[Saved data entries]

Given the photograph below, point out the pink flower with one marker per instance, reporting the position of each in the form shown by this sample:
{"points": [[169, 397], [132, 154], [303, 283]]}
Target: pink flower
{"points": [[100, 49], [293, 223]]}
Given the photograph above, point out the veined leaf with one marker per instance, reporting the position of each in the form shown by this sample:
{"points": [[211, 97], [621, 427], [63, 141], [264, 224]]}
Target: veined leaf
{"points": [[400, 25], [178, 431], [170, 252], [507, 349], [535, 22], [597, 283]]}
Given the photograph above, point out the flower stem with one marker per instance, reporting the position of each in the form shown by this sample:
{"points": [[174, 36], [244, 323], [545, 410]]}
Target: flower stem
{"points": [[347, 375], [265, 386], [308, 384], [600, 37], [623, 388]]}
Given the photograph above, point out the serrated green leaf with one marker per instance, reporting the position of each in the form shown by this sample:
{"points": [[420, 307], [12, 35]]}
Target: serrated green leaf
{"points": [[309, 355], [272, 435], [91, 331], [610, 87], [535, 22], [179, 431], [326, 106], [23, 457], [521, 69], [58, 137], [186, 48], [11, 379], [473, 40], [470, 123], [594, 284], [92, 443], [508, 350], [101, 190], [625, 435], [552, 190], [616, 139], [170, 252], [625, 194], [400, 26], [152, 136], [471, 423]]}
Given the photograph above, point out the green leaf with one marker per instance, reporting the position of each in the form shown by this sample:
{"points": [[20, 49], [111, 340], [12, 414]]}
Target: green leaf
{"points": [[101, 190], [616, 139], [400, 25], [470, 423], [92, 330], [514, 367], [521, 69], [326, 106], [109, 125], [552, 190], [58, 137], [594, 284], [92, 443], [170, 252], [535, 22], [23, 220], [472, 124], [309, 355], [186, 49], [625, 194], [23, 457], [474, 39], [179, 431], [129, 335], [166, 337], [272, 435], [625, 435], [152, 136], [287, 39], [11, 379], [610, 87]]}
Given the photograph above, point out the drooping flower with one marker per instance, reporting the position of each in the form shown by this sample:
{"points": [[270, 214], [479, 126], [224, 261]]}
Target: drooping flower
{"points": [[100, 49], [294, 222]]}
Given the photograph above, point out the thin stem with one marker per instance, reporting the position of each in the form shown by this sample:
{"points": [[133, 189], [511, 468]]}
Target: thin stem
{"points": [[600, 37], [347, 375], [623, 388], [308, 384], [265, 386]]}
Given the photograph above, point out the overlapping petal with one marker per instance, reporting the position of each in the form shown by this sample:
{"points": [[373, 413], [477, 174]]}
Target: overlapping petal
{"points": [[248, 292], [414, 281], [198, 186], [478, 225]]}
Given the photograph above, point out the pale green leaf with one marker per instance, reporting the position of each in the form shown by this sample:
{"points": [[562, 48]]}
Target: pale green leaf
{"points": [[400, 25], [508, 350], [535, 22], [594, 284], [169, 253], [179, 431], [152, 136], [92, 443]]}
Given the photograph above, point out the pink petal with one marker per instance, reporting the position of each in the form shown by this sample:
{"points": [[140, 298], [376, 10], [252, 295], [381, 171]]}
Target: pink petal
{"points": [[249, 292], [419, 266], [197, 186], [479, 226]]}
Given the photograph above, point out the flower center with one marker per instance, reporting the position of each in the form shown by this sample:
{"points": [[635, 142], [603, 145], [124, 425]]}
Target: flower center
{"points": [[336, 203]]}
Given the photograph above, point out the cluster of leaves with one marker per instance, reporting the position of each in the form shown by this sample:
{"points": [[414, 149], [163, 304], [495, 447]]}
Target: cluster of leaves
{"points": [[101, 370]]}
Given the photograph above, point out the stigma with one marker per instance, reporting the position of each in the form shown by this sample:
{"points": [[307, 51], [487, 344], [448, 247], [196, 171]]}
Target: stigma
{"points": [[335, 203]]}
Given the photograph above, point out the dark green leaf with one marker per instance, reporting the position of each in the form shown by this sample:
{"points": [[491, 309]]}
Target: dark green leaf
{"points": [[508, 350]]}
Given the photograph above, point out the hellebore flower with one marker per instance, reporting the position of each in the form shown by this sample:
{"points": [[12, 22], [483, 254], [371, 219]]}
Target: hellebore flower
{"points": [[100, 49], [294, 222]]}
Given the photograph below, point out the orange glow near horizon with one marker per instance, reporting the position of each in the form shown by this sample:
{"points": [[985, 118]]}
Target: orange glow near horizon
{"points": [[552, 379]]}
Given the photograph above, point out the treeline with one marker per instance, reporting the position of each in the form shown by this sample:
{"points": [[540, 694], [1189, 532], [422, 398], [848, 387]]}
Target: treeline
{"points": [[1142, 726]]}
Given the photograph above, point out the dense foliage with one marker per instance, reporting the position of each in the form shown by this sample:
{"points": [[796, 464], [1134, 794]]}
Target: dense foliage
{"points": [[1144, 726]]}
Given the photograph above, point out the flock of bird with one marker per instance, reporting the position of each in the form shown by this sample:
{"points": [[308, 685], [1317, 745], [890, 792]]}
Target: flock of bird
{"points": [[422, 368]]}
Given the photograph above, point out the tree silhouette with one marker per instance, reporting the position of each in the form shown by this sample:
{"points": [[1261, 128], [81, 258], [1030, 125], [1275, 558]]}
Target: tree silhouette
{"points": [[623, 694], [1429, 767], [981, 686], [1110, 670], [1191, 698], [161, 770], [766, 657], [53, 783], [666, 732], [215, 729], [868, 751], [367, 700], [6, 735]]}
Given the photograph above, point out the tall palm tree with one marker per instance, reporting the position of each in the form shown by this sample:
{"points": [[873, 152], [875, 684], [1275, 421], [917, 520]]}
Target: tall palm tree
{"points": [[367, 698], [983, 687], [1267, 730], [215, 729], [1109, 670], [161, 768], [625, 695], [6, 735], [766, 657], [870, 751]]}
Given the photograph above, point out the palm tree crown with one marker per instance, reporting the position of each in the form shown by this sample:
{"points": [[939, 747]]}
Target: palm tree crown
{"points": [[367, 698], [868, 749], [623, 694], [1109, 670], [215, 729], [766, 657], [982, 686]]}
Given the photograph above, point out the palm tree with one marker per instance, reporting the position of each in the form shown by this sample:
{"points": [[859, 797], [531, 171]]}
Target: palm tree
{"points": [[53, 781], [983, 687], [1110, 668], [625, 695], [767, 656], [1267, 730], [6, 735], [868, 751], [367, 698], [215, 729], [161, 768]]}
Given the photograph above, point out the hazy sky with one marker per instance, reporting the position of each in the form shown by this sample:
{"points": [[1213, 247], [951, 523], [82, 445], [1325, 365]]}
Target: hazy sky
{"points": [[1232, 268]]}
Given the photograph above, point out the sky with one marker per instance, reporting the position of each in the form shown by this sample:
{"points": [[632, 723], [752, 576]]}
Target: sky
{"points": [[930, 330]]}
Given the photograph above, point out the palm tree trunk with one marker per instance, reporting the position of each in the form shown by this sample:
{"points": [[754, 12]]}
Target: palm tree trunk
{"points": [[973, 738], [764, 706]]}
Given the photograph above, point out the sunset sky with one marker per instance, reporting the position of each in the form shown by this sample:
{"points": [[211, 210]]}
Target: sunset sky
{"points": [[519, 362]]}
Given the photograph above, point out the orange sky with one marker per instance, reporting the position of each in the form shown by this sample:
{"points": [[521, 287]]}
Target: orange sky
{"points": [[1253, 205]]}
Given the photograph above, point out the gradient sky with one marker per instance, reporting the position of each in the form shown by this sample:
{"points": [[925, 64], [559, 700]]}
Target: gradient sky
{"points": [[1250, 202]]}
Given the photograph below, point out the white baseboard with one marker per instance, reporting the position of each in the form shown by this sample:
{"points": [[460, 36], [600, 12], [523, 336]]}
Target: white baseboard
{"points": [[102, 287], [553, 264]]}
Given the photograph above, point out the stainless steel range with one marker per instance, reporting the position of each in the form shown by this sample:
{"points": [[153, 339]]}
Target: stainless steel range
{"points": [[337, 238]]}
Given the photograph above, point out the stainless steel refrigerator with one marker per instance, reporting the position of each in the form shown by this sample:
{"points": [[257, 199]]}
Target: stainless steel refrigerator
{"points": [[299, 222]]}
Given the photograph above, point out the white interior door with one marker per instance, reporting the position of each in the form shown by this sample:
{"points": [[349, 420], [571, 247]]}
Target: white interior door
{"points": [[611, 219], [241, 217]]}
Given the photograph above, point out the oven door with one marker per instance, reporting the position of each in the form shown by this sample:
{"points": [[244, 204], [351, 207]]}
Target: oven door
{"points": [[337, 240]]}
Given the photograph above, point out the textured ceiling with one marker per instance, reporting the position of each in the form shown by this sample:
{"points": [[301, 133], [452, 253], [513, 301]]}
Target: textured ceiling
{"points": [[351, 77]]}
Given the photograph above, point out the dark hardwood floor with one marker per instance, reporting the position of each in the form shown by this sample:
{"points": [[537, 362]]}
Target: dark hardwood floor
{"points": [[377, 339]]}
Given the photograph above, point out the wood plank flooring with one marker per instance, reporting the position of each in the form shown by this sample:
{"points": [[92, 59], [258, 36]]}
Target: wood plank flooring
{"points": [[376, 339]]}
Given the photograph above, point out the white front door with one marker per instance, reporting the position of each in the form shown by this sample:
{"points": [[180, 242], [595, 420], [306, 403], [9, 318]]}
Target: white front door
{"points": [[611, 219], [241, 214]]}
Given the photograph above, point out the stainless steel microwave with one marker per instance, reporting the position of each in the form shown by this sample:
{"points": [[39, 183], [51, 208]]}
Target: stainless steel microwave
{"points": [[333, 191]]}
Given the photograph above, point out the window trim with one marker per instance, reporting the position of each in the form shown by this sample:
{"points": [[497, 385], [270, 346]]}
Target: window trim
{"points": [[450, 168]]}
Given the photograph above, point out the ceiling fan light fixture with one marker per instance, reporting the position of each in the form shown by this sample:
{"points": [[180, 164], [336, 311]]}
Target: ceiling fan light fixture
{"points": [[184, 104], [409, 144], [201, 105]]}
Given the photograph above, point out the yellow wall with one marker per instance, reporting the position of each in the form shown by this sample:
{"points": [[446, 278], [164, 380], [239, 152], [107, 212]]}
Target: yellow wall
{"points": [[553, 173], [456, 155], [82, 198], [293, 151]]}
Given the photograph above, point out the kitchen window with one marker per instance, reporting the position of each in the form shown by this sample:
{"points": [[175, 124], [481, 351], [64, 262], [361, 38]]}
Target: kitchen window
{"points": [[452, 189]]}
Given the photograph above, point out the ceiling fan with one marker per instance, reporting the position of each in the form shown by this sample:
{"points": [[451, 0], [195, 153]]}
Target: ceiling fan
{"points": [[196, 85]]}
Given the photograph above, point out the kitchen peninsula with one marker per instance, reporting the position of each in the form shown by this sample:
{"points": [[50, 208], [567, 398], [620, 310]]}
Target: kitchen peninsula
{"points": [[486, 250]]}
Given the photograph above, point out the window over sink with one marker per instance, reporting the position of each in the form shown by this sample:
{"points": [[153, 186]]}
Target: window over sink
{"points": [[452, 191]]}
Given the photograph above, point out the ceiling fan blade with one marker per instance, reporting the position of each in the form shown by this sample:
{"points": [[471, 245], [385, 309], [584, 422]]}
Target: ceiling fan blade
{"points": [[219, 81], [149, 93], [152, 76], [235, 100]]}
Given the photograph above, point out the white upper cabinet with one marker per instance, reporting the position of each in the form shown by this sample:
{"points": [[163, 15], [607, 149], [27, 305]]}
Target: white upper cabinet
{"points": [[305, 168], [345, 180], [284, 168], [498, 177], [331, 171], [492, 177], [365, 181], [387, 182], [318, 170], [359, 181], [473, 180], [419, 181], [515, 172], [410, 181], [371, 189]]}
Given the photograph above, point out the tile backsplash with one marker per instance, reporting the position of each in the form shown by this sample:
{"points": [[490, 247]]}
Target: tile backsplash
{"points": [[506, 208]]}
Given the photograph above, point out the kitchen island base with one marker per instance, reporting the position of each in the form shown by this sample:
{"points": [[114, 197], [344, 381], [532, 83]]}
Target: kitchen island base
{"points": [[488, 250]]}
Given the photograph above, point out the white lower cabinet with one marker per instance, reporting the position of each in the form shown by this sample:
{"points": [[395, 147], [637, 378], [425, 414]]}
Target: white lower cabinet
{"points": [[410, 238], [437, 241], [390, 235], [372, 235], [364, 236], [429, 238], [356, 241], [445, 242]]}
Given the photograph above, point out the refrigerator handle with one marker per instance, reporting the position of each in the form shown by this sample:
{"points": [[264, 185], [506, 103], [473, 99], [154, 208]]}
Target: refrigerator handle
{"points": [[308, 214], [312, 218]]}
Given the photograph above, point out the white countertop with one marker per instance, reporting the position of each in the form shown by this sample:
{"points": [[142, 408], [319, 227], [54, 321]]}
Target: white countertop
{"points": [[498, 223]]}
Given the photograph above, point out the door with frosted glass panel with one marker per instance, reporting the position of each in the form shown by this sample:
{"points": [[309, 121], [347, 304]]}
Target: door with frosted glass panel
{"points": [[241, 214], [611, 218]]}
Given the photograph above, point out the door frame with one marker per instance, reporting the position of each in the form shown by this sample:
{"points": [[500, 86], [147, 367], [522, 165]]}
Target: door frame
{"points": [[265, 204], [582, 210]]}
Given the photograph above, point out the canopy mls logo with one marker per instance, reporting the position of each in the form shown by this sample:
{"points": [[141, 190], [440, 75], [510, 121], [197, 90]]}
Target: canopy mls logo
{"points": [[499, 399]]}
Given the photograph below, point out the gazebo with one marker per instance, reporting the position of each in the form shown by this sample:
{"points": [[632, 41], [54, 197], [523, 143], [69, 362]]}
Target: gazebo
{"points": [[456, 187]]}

**What is needed**
Reproduce only the lines above spanning from the line containing "Target: window trim" through the line containing "Given the photograph above, point out the kitchen peninsula", word for word.

**Result**
Target: window trim
{"points": [[450, 168]]}
Given the photograph above, point out the ceiling fan light fixture with one marker per instance, reporting the position of each in the form shown by this sample:
{"points": [[180, 164], [336, 311]]}
Target: ceiling fan light fixture
{"points": [[184, 104], [409, 144], [201, 105]]}
Given the photograph above, point out the yellow wall with one marker per instance, reporting the position of each in the form shown by this sample:
{"points": [[446, 278], [164, 380], [239, 152], [107, 212]]}
Target: yellow wall
{"points": [[553, 173], [456, 155], [82, 198], [293, 151]]}
Given the photograph above, point out the kitchen window with one marker per instance, reporting the position of each in the form shown by this sample:
{"points": [[175, 124], [481, 351], [64, 262], [361, 38]]}
Target: kitchen window
{"points": [[452, 189]]}
Given the photograph above, point out the ceiling fan with one marker per instance, reporting the position of each in the form shown by this sample:
{"points": [[451, 0], [195, 153]]}
Target: ceiling fan
{"points": [[196, 85]]}
Given the photograph above, point out the kitchen peninsula with one marker per instance, reporting the position of each in the form shown by this sample:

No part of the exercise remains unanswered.